EXERCISE INPUTS START
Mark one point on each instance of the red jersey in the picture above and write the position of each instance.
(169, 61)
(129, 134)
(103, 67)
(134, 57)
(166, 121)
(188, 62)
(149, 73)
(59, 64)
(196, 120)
EXERCISE INPUTS END
TASK GOAL: An accurate, complete transcription of the records above is needed.

SOLUTION:
Mark one point on each instance of the red jersey in the picture above and write the position of each instance.
(169, 61)
(129, 134)
(103, 67)
(134, 57)
(166, 121)
(188, 62)
(149, 73)
(59, 64)
(196, 120)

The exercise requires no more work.